Every line from the top of the records below through the one containing "Where can the young" must be copied exactly, and the pictures must not be.

Collection entries:
:::
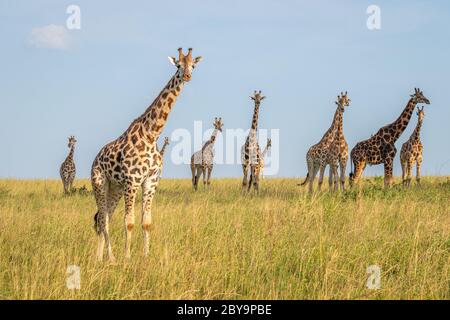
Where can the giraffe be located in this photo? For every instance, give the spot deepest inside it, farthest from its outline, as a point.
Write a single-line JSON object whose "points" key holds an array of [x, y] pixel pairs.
{"points": [[250, 151], [132, 161], [380, 148], [67, 170], [263, 155], [202, 161], [328, 150], [161, 153], [411, 152]]}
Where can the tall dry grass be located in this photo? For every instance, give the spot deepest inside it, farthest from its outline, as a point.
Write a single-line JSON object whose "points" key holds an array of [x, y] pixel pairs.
{"points": [[223, 244]]}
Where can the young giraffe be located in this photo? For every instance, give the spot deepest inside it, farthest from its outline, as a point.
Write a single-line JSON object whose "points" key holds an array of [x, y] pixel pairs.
{"points": [[250, 151], [380, 147], [67, 170], [202, 161], [161, 153], [412, 152], [262, 156], [132, 161], [328, 150]]}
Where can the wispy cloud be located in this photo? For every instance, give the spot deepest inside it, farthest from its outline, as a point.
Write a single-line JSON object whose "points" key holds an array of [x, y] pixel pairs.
{"points": [[51, 37]]}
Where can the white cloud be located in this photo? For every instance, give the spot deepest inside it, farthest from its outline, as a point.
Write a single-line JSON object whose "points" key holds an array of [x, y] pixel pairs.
{"points": [[51, 37]]}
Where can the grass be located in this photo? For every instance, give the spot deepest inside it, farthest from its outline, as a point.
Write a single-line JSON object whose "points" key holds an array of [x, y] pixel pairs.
{"points": [[223, 244]]}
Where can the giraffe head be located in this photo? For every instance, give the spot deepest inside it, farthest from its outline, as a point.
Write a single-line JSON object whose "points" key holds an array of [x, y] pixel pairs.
{"points": [[257, 97], [72, 142], [166, 141], [343, 101], [185, 64], [218, 124], [420, 113], [418, 97]]}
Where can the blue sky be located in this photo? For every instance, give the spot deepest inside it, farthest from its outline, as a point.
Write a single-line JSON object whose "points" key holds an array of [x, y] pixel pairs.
{"points": [[301, 54]]}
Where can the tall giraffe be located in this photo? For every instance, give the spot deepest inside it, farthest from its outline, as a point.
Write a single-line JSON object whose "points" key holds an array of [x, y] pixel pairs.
{"points": [[132, 161], [412, 152], [328, 150], [380, 148], [250, 151], [202, 161], [161, 153], [67, 170]]}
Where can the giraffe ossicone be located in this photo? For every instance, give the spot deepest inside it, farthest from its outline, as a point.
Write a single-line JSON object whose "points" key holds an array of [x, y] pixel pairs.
{"points": [[132, 161]]}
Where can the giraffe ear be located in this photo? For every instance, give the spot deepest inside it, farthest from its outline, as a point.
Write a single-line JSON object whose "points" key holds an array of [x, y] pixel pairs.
{"points": [[198, 59], [173, 60]]}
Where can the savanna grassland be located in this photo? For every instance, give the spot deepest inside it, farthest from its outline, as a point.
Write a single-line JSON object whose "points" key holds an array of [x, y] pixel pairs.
{"points": [[225, 244]]}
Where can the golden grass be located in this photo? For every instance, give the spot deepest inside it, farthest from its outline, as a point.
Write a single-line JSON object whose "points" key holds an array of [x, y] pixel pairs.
{"points": [[223, 244]]}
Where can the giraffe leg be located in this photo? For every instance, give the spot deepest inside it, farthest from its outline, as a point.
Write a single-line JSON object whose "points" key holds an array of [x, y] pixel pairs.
{"points": [[359, 168], [418, 165], [335, 178], [204, 175], [250, 181], [409, 167], [148, 191], [115, 193], [388, 169], [70, 187], [100, 187], [197, 177], [313, 169], [321, 174], [209, 175], [130, 197], [255, 177], [193, 174], [245, 168], [330, 179], [343, 166], [403, 164]]}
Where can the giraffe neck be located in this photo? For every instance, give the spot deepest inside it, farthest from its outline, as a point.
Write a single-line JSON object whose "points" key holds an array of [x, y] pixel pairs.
{"points": [[212, 140], [333, 130], [415, 137], [71, 152], [214, 136], [155, 117], [402, 121], [163, 149], [340, 128], [266, 149], [254, 127]]}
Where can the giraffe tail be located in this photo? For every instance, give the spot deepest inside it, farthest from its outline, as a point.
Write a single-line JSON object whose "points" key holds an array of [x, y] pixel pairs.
{"points": [[352, 165], [304, 182], [96, 224]]}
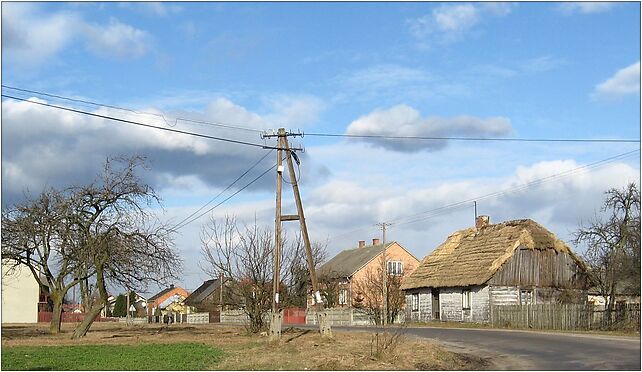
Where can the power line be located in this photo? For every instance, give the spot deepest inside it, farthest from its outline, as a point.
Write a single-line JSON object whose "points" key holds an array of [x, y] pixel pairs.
{"points": [[345, 135], [400, 221], [488, 139], [142, 124], [93, 103], [228, 198], [179, 225], [521, 187]]}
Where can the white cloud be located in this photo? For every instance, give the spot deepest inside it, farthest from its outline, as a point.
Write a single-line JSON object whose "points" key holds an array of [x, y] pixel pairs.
{"points": [[560, 203], [32, 37], [625, 82], [586, 7], [403, 120], [384, 76], [117, 40], [449, 23], [293, 111], [43, 146]]}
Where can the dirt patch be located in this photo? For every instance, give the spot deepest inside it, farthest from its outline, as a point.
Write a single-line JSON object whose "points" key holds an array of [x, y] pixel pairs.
{"points": [[298, 349]]}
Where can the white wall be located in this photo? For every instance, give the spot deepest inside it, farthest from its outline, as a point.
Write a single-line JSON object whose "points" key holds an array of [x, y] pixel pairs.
{"points": [[20, 293]]}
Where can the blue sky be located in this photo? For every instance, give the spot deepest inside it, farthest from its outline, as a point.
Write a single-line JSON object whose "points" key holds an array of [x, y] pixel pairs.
{"points": [[560, 70]]}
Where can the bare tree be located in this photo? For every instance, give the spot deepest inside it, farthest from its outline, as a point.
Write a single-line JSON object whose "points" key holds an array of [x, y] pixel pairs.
{"points": [[369, 294], [38, 234], [296, 278], [121, 240], [245, 255], [613, 244]]}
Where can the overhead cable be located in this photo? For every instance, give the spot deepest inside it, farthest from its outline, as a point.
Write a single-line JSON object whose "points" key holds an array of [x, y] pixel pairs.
{"points": [[180, 224], [143, 124], [97, 104], [228, 198], [489, 139]]}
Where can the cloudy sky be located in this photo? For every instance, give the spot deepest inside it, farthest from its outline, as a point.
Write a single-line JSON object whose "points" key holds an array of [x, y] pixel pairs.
{"points": [[528, 70]]}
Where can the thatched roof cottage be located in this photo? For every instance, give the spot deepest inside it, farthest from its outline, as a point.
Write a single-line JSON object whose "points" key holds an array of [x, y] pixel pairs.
{"points": [[510, 263]]}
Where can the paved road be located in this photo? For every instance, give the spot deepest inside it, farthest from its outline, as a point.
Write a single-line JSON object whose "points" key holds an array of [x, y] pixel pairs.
{"points": [[526, 350]]}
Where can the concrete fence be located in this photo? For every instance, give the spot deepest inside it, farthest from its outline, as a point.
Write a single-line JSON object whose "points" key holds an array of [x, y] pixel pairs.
{"points": [[198, 318], [348, 317], [133, 320]]}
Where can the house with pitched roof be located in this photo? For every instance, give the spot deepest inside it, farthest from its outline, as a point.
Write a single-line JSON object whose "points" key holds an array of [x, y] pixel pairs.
{"points": [[343, 271], [170, 299], [511, 263], [207, 297]]}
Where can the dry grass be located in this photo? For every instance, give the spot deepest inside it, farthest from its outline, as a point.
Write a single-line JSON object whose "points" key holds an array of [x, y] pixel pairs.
{"points": [[298, 349]]}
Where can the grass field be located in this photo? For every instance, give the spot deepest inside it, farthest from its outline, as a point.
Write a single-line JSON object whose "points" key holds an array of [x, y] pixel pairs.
{"points": [[113, 346], [178, 356]]}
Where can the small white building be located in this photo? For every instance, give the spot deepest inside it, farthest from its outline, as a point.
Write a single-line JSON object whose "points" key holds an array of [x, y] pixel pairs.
{"points": [[20, 294]]}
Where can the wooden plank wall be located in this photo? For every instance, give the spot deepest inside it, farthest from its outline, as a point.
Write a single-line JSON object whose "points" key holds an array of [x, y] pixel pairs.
{"points": [[565, 317], [540, 268]]}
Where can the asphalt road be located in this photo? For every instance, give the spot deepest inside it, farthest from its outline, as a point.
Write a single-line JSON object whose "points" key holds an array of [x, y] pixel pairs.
{"points": [[529, 350]]}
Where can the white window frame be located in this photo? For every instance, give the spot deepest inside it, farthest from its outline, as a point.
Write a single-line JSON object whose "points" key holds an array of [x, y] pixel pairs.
{"points": [[526, 294], [343, 296], [466, 299], [395, 268]]}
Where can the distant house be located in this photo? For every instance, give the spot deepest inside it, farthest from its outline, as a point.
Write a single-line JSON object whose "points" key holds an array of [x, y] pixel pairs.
{"points": [[512, 263], [207, 297], [20, 294], [353, 265], [170, 299]]}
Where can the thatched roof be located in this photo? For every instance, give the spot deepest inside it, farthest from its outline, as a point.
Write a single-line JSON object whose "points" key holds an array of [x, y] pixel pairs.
{"points": [[472, 256], [349, 261]]}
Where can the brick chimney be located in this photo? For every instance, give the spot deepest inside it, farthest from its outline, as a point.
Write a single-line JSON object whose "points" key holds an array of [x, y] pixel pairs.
{"points": [[482, 221]]}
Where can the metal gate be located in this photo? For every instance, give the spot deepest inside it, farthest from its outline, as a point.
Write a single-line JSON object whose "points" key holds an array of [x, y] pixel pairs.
{"points": [[294, 315]]}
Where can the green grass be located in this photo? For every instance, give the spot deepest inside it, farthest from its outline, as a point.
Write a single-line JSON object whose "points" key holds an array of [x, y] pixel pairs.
{"points": [[179, 356]]}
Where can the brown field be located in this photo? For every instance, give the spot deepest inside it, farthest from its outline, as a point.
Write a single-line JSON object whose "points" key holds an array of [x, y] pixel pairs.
{"points": [[298, 349]]}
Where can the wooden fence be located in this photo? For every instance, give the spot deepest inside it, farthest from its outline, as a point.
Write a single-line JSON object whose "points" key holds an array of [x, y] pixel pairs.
{"points": [[45, 317], [566, 317]]}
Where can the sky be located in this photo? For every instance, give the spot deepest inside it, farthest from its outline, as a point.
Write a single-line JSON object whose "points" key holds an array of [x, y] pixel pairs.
{"points": [[500, 70]]}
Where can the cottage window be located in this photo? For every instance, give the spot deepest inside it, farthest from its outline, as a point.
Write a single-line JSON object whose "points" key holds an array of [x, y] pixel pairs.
{"points": [[415, 302], [343, 297], [526, 297], [465, 299], [395, 267]]}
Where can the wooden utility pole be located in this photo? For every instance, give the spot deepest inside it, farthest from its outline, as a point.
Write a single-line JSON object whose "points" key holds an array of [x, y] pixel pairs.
{"points": [[384, 278], [127, 319], [324, 326], [276, 319], [220, 295]]}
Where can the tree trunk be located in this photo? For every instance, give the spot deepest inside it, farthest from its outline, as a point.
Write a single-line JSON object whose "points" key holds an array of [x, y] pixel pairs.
{"points": [[56, 319], [82, 328]]}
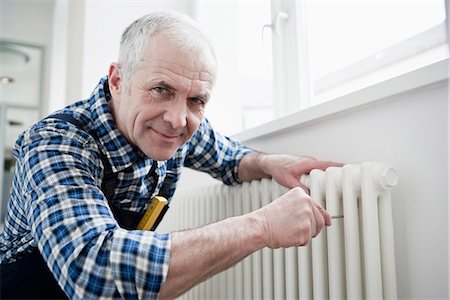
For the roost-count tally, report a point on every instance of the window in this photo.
(320, 50)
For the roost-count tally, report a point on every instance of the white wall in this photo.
(410, 133)
(104, 23)
(30, 23)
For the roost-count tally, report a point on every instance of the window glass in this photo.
(243, 92)
(351, 39)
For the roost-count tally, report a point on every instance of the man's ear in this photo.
(115, 80)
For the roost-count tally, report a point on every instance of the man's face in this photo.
(166, 99)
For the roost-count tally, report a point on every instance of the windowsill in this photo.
(423, 78)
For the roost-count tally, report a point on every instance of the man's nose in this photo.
(176, 113)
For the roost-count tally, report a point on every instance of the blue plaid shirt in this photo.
(56, 203)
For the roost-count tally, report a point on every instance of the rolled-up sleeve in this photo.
(216, 154)
(90, 256)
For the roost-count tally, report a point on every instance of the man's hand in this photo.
(285, 169)
(292, 220)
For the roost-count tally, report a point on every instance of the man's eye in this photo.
(198, 101)
(160, 90)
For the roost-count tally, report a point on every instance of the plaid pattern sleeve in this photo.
(213, 153)
(59, 208)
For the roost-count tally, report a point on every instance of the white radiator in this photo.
(352, 259)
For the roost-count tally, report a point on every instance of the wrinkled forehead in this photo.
(191, 58)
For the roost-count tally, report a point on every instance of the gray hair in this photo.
(180, 29)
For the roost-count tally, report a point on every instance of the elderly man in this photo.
(86, 174)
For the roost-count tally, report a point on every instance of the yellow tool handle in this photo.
(152, 213)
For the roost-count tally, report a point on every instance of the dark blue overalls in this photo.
(29, 277)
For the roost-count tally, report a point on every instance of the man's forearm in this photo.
(200, 253)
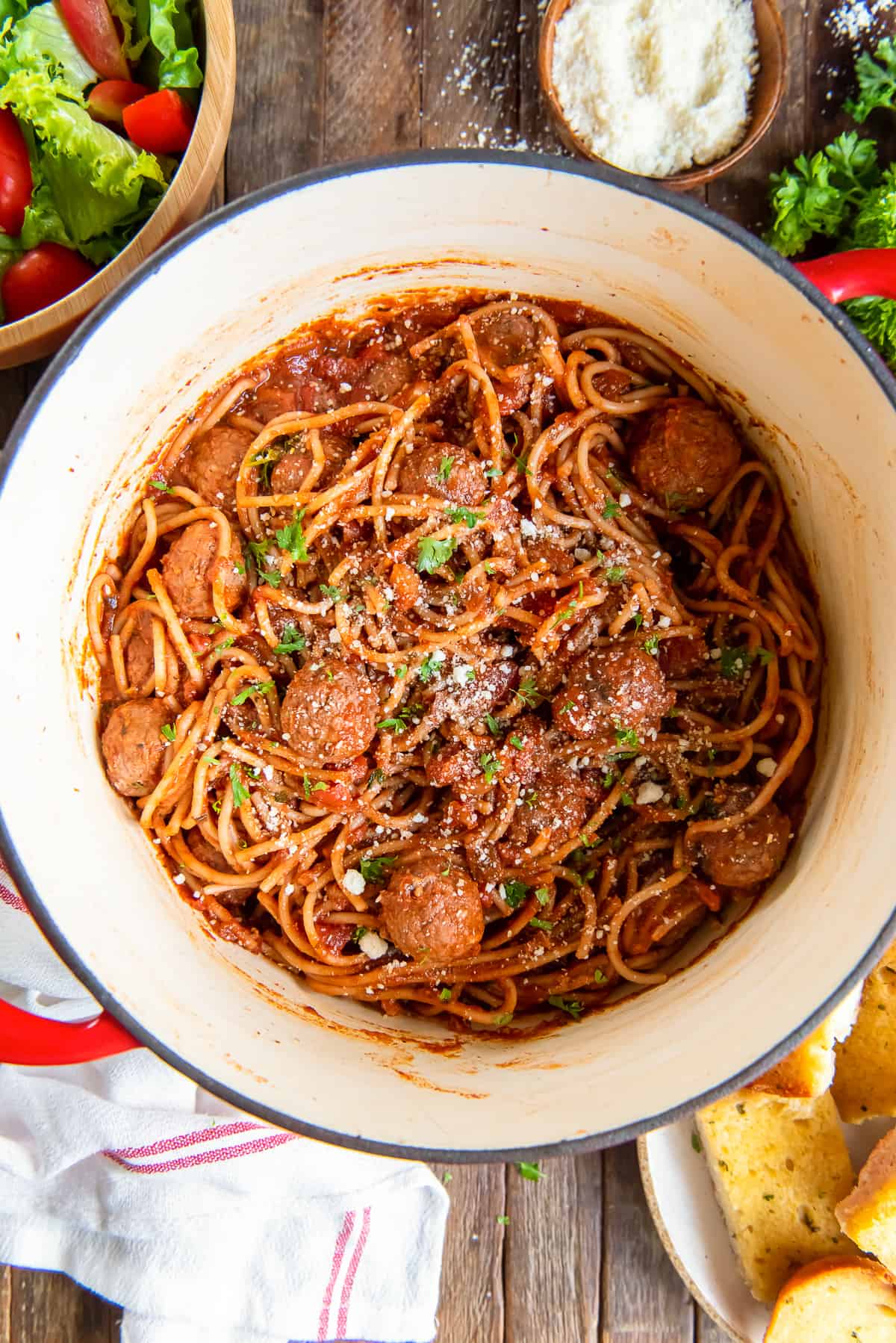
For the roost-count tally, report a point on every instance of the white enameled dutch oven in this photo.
(822, 410)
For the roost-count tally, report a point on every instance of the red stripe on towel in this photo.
(172, 1144)
(207, 1158)
(339, 1250)
(341, 1323)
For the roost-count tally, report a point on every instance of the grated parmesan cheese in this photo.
(656, 86)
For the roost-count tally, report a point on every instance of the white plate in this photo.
(692, 1229)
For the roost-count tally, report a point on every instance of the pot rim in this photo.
(60, 365)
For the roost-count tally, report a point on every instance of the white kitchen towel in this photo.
(203, 1223)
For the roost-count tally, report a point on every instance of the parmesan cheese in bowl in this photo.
(662, 87)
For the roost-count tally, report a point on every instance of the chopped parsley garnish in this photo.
(255, 688)
(628, 739)
(374, 869)
(429, 666)
(264, 461)
(240, 791)
(432, 555)
(563, 615)
(735, 663)
(514, 893)
(398, 723)
(527, 692)
(292, 538)
(491, 766)
(265, 563)
(290, 641)
(464, 515)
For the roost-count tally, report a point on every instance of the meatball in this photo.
(329, 713)
(211, 465)
(508, 338)
(383, 378)
(445, 471)
(682, 658)
(453, 766)
(134, 745)
(433, 916)
(684, 453)
(612, 691)
(190, 571)
(558, 802)
(751, 852)
(289, 473)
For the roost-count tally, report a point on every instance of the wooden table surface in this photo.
(321, 81)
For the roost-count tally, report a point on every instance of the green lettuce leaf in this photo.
(40, 40)
(171, 33)
(127, 15)
(87, 176)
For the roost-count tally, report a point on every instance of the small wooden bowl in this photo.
(768, 90)
(183, 203)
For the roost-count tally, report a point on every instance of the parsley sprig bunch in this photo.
(845, 195)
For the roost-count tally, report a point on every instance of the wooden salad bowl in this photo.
(183, 203)
(768, 90)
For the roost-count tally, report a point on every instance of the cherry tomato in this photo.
(93, 31)
(108, 99)
(15, 175)
(161, 122)
(42, 277)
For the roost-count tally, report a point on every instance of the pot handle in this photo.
(37, 1041)
(864, 273)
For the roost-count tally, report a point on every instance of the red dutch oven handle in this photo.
(865, 273)
(35, 1040)
(38, 1041)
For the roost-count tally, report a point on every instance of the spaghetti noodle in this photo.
(461, 660)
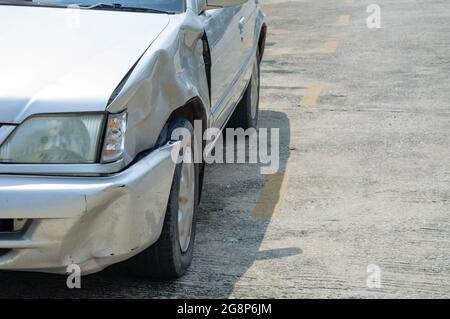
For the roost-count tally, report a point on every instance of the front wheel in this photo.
(171, 255)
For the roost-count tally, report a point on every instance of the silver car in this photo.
(90, 94)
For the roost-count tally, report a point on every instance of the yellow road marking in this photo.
(344, 19)
(312, 94)
(272, 196)
(327, 48)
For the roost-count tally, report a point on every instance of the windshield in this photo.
(174, 6)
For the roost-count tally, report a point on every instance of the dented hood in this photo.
(58, 60)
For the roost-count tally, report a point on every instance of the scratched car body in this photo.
(89, 96)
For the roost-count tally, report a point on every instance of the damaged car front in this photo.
(85, 175)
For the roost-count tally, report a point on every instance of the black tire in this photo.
(165, 259)
(242, 116)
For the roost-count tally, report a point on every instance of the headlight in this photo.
(114, 145)
(56, 139)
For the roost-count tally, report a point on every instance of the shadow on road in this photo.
(228, 243)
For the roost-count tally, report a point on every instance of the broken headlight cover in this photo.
(114, 144)
(54, 139)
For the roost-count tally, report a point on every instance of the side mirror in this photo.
(215, 4)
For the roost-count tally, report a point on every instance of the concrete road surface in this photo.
(360, 207)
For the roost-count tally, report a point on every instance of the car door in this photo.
(247, 28)
(227, 49)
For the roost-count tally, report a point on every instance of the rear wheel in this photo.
(246, 113)
(171, 255)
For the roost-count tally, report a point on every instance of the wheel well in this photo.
(192, 110)
(262, 41)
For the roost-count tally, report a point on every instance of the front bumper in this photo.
(90, 221)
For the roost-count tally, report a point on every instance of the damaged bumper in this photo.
(90, 221)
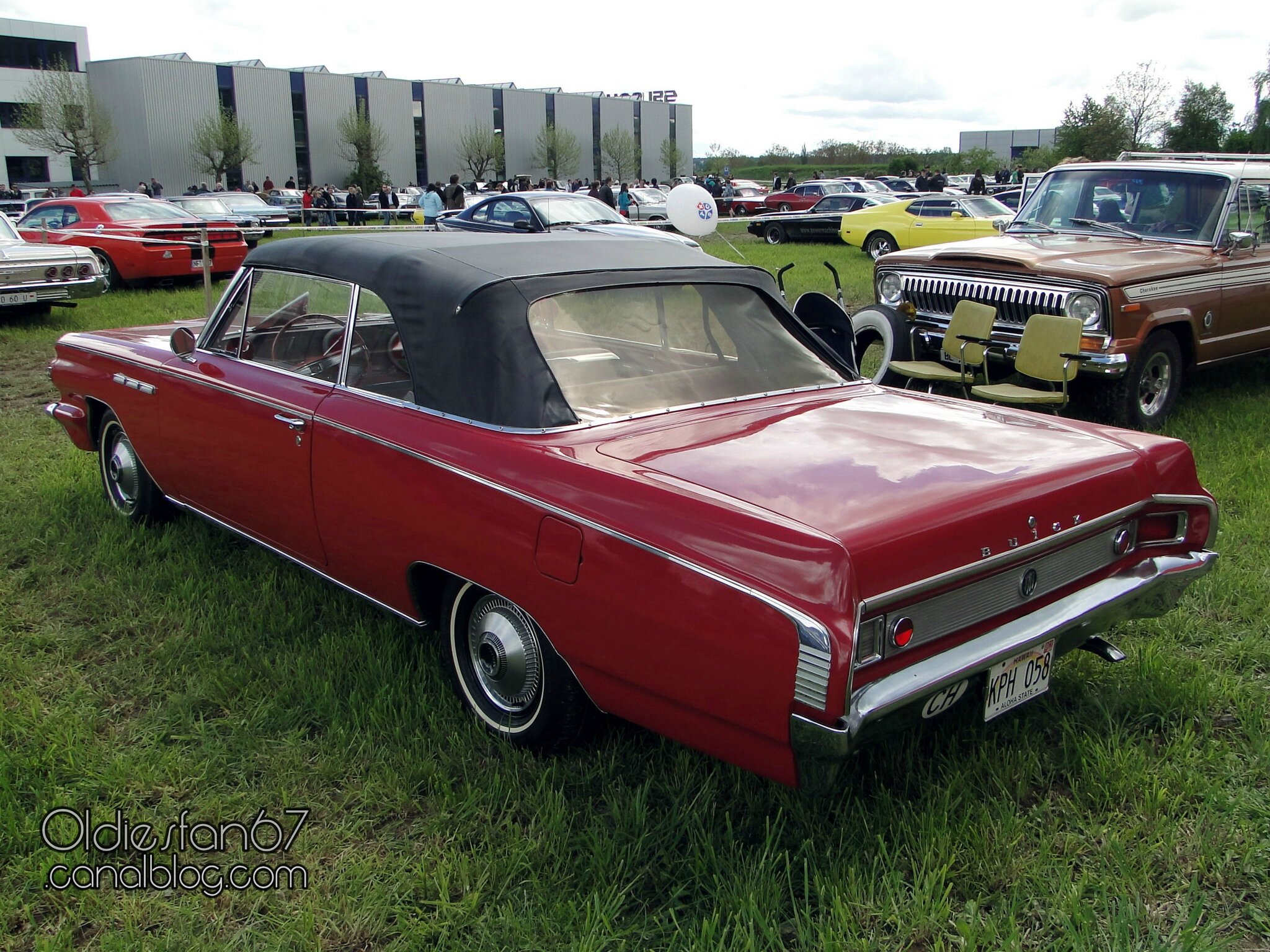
:::
Solved exercise:
Where can the giraffe be located in this photo? For every instance, give the spot deepest inside it, farthest from its outline, as a point.
Write a single-line JSON object whose "points" key holds an array of [x, y] pixel pairs.
{"points": [[250, 151], [132, 161], [380, 148], [67, 170], [263, 155], [202, 161], [328, 150], [161, 153], [411, 152]]}
Where can the tall dry grass be located in this photo? For every instance, give the spot deepest inside it, farthest from its outline, as a point.
Write a single-line JSON object whose "points" key holds an array of [x, y] pixel pairs.
{"points": [[223, 244]]}
Where can the young giraffe be located in this photo? For every instance, give the spot deepest inside it, farthest from its outline, as a point.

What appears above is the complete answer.